(Stored data entries)
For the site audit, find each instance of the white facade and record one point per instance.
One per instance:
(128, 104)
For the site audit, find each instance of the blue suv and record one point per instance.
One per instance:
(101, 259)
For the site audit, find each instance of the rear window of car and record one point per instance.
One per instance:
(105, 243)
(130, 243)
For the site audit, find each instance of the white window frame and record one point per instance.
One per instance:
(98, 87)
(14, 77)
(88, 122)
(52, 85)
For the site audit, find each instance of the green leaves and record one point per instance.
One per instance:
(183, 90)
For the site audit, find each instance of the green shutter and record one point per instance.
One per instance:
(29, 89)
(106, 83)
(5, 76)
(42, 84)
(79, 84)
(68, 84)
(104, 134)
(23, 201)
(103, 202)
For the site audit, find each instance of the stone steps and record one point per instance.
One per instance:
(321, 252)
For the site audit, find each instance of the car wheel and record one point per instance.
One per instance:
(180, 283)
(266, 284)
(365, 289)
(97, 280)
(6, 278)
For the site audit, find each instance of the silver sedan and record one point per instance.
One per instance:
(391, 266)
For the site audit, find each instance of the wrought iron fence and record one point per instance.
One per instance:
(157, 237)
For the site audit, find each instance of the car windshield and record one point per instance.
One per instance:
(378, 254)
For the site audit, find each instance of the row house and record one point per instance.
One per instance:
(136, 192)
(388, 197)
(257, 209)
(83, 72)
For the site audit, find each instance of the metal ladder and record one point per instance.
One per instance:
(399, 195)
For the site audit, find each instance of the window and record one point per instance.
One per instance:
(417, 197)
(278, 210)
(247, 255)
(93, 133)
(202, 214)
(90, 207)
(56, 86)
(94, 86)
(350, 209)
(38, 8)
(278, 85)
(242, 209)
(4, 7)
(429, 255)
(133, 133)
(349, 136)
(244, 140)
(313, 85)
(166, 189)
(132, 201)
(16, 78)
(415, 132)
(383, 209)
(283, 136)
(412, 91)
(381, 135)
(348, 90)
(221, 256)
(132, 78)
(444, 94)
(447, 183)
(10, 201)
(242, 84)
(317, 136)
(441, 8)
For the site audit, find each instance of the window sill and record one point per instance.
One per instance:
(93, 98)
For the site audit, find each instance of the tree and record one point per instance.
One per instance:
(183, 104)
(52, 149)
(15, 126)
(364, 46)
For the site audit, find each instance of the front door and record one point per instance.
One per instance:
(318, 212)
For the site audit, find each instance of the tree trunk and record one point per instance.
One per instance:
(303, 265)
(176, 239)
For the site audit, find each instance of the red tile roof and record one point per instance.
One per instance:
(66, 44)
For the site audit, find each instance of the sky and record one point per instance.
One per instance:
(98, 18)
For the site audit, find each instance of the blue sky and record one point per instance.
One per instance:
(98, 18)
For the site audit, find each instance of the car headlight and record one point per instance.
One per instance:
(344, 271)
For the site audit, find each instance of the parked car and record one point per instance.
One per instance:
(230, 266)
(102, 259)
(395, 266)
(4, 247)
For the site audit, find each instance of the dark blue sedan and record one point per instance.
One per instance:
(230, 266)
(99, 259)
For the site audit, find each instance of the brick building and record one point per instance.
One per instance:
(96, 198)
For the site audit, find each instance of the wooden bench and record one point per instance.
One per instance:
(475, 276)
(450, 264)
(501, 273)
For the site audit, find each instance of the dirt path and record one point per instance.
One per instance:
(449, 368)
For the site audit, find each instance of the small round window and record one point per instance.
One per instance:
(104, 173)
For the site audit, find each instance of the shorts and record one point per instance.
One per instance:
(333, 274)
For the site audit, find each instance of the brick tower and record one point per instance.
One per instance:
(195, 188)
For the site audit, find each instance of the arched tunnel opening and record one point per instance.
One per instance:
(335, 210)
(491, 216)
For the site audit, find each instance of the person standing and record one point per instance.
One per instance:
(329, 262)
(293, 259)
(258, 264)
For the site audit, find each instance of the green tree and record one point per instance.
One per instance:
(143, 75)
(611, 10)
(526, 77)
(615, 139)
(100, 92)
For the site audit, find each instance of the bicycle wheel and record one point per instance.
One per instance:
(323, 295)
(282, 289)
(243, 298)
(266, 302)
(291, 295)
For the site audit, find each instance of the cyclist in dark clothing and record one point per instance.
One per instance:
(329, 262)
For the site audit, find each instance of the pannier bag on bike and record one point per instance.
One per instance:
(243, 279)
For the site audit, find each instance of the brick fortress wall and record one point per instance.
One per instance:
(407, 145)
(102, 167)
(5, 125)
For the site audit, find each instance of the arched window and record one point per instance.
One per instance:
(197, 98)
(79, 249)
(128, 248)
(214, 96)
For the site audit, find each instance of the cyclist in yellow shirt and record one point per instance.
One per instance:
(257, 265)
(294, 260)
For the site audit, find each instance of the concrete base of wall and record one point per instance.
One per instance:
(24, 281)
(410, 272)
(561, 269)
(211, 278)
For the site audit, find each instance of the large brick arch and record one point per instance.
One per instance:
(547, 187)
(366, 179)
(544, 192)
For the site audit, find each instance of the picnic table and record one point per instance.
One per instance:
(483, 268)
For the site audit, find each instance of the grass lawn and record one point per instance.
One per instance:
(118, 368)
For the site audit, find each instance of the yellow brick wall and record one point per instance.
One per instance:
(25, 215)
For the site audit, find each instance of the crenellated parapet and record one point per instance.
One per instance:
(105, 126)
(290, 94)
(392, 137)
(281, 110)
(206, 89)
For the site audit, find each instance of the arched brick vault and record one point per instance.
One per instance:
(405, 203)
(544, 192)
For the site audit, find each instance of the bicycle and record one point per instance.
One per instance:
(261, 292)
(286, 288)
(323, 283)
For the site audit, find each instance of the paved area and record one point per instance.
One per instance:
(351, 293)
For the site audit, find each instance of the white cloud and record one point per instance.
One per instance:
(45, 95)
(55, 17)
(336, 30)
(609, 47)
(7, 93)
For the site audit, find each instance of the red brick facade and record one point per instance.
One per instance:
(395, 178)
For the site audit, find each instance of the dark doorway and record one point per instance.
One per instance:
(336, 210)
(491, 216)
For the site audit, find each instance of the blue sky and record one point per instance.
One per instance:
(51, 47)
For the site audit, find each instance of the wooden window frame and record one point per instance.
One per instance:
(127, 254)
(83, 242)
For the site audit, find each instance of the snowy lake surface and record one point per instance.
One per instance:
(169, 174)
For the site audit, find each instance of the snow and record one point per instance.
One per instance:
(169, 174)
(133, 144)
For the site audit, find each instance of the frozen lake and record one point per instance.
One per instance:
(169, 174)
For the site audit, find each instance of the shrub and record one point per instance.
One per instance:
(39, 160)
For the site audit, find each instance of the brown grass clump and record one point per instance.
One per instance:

**INSTRUCTIONS FOR THE TASK:** Filter the records for lines containing the word "frame" and copy each one.

**EXERCISE OUTPUT:**
For the site audit, find each instance of the white window frame and record one point per instance.
For the site audit, find each instance of the wooden window frame and record one point per instance.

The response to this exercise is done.